%%
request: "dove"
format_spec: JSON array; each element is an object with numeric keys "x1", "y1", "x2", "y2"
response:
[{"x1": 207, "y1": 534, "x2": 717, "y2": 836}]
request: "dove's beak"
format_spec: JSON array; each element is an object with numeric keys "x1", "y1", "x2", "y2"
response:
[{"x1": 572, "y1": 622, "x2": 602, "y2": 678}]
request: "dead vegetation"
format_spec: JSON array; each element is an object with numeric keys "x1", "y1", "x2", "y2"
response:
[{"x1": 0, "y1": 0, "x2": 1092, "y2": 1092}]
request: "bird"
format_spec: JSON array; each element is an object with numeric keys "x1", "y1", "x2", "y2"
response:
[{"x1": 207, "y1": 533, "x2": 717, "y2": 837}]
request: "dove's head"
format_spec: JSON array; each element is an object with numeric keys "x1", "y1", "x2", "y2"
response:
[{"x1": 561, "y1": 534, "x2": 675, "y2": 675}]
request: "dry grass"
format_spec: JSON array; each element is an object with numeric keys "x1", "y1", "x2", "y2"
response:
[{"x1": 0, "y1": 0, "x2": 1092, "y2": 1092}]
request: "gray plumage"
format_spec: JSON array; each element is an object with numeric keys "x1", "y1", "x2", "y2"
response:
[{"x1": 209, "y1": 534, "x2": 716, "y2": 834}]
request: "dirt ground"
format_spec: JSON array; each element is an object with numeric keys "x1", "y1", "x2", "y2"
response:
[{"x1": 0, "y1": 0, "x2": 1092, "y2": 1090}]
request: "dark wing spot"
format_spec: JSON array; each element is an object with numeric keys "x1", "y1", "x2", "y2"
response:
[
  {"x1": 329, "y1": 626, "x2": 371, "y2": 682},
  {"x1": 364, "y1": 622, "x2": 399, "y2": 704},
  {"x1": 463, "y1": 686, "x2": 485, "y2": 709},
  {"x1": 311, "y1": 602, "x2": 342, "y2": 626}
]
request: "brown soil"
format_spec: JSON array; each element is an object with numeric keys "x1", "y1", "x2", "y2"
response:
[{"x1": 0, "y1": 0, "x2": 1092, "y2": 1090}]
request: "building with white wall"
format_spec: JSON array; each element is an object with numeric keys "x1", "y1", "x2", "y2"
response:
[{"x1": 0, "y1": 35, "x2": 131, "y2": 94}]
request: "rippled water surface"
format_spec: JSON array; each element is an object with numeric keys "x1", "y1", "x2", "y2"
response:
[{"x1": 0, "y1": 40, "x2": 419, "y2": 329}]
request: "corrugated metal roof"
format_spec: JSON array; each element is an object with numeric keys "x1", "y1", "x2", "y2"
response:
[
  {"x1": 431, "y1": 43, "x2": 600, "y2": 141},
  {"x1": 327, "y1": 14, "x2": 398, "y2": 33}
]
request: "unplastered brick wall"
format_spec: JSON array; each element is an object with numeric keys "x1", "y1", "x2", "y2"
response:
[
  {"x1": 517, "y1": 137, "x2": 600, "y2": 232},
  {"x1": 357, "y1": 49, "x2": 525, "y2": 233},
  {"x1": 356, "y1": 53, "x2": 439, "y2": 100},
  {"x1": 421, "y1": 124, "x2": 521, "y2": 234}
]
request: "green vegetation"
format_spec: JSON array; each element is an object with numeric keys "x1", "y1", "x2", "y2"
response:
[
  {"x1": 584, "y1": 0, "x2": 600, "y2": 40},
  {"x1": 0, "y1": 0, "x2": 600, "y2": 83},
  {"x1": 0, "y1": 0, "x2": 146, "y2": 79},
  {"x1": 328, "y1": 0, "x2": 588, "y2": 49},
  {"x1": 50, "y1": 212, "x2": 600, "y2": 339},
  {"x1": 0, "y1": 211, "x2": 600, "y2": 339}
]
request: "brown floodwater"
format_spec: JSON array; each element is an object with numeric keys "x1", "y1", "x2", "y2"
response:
%%
> [The task] From the material above, pull out every line that contains the word "wall" and list those lines as they appear.

> [Output]
request: "building with white wall"
request: "unplastered brick wall"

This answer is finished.